Senators to push Sessions for details during Tuesday hearing

CAPITOL HILL -- Attorney General Jeff Sessions will testify to Senate Intelligence Committee on Tuesday morning -- in a sequel to last week's appearance by the fired FBI Director James Comey.

The last time Sessions testified was his confirmation hearing in January.

"I didn't have-- did not have communications with the Russians," he said.

Since then, Sessions has acknowledged meeting with Russia's ambassador to the U.S., Sergey Kislyak, in 2016.

"Two meetings, one very brief after a speech," Sessions said.

He also recused himself from his own agency's Russia probe.

"I should not be involved investigating a campaign I had a role in," he said.

But the former FBI director suggested last week that there might be more to it than that.

"We also were aware of facts that I can't discuss in an open setting that would make his continued engagement in a Russia-related investigation problematic," Comey said.

· · · ·

• Written tasks:
• 1. In the news story about the Sessions hearing, when did Sessions last testify before this appearance?
• 2. Carry on the news story about Sessions's Tuesday hearing, starting after its last sentence.

[Dataset items]
· · · ·

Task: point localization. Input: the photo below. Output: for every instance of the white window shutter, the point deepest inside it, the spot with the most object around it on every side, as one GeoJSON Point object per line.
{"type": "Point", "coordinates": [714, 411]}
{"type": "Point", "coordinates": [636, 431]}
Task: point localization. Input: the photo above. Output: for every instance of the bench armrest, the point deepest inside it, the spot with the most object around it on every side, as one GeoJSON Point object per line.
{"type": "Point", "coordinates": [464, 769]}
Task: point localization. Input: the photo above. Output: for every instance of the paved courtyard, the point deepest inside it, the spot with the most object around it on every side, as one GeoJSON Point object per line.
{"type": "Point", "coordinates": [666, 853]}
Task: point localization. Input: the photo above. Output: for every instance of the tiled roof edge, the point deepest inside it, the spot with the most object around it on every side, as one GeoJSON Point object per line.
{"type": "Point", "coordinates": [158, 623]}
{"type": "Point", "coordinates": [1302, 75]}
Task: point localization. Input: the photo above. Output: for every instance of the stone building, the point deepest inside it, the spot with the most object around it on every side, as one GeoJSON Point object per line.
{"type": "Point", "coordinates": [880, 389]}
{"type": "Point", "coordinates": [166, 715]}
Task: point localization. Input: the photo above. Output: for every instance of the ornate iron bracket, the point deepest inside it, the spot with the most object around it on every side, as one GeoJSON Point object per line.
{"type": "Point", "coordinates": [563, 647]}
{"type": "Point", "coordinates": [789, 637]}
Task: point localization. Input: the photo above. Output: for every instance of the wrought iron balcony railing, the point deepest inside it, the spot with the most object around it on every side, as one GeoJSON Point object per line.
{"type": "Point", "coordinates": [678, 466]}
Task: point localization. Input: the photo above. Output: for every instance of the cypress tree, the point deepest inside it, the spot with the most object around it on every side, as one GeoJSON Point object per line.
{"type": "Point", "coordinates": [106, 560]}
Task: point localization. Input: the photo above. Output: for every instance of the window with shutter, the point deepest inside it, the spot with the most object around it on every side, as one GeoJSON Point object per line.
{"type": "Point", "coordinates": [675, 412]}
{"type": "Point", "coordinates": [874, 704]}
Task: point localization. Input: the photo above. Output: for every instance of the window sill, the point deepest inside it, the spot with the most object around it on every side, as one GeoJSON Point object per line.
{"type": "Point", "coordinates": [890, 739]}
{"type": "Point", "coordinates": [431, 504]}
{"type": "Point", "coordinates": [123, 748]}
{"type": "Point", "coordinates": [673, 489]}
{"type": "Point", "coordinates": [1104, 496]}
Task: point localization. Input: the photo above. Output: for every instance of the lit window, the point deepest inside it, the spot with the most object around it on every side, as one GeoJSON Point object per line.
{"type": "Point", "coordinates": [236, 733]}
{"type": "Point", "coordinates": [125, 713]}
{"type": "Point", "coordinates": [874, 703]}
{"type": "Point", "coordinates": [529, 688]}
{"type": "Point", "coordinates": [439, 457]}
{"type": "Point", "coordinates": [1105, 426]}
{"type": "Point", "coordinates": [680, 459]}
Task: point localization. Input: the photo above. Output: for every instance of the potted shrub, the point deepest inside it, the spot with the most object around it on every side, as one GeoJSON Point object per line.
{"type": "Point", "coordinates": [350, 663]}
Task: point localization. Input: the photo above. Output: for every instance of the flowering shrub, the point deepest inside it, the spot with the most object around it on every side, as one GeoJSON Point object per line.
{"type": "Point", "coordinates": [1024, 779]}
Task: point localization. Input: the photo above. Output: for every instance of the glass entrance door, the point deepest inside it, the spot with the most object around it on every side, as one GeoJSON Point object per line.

· · · ·

• Responses by task:
• 1. At his confirmation hearing in January.

• 2.
Senators on the Intelligence Committee will push Sessions for details Tuesday.

Sen. Angus King from Maine outlined another other key question during an interview on Monday's "CBS This Morning."

"What role did he play, if any, again in the Comey firing?" King said. "Because at that point he was supposed to be recused from this investigation -- have nothing to do with it -- and to the extent the Comey firing had something to do with the investigation, I think that's something we need to explore."

Sessions may also get asked if Mr. Trump really does have a recording system in the Oval Office -- as Mr. Trump suggested in a tweet last month but refused to confirm again on Monday.

White House Press Secretary Sean Spicer was no more forthcoming during a press briefing.

"When he's ready to further discuss it, he will," he said.

Meanwhile, the Secret Service discussed it Monday afternoon, revealing that there are no recording devices installed in the Oval Office. The press secretary wouldn't comment on that new information, saying only that Mr. Trump will weigh in at some point in the future.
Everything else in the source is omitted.